# RECORDS FOR THIS EXERCISE

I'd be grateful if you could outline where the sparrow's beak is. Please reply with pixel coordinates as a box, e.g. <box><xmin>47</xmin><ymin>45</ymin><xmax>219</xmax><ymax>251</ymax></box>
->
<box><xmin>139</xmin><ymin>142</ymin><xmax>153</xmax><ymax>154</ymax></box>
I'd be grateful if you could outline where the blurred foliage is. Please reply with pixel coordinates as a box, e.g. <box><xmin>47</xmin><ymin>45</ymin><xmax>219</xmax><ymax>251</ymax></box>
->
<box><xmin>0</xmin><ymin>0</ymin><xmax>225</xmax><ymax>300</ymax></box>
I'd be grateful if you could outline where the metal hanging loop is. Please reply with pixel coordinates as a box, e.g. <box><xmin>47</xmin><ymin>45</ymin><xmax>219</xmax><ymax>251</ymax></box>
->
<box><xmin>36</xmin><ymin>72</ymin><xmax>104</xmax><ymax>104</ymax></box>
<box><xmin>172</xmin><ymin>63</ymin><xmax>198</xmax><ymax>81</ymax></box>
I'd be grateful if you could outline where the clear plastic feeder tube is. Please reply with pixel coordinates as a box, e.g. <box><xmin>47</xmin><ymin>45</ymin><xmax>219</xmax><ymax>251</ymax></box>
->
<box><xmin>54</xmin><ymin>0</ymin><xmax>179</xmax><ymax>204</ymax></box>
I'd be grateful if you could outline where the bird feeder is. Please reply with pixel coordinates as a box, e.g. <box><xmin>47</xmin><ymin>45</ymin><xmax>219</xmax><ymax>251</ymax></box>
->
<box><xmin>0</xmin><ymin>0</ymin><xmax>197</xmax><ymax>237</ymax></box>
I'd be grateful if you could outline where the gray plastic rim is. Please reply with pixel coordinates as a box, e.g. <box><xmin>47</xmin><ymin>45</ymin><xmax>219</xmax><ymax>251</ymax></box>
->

# SET TASK
Copy out all of the lines above again, character for character, leaving nothing out.

# EXERCISE RESPONSE
I'd be grateful if you could outline where the sparrow's beak is. Please reply with pixel coordinates as a box, e.g. <box><xmin>47</xmin><ymin>45</ymin><xmax>219</xmax><ymax>251</ymax></box>
->
<box><xmin>139</xmin><ymin>142</ymin><xmax>153</xmax><ymax>154</ymax></box>
I'd be grateful if you could outline where the blurred foliage is. Please reply with pixel coordinates as a box, e.g. <box><xmin>47</xmin><ymin>45</ymin><xmax>219</xmax><ymax>251</ymax></box>
->
<box><xmin>0</xmin><ymin>0</ymin><xmax>225</xmax><ymax>300</ymax></box>
I'd be grateful if you could outline where the metal hanging loop is. Please reply with pixel coordinates as a box, e.g. <box><xmin>47</xmin><ymin>45</ymin><xmax>219</xmax><ymax>251</ymax></box>
->
<box><xmin>36</xmin><ymin>72</ymin><xmax>104</xmax><ymax>104</ymax></box>
<box><xmin>172</xmin><ymin>63</ymin><xmax>198</xmax><ymax>81</ymax></box>
I'd be grateful if you could outline where the clear plastic feeder tube is. Please reply with pixel coordinates as a box, e.g. <box><xmin>47</xmin><ymin>45</ymin><xmax>219</xmax><ymax>251</ymax></box>
->
<box><xmin>54</xmin><ymin>0</ymin><xmax>179</xmax><ymax>204</ymax></box>
I'd be grateful if you could outline where the bird feeder is. Please reply with pixel coordinates as a box, e.g. <box><xmin>47</xmin><ymin>45</ymin><xmax>219</xmax><ymax>251</ymax></box>
->
<box><xmin>0</xmin><ymin>0</ymin><xmax>197</xmax><ymax>237</ymax></box>
I'd be grateful if you could outline where the gray plastic rim is. Please reply with pixel coordinates as a box, e.g. <box><xmin>47</xmin><ymin>45</ymin><xmax>219</xmax><ymax>251</ymax></box>
->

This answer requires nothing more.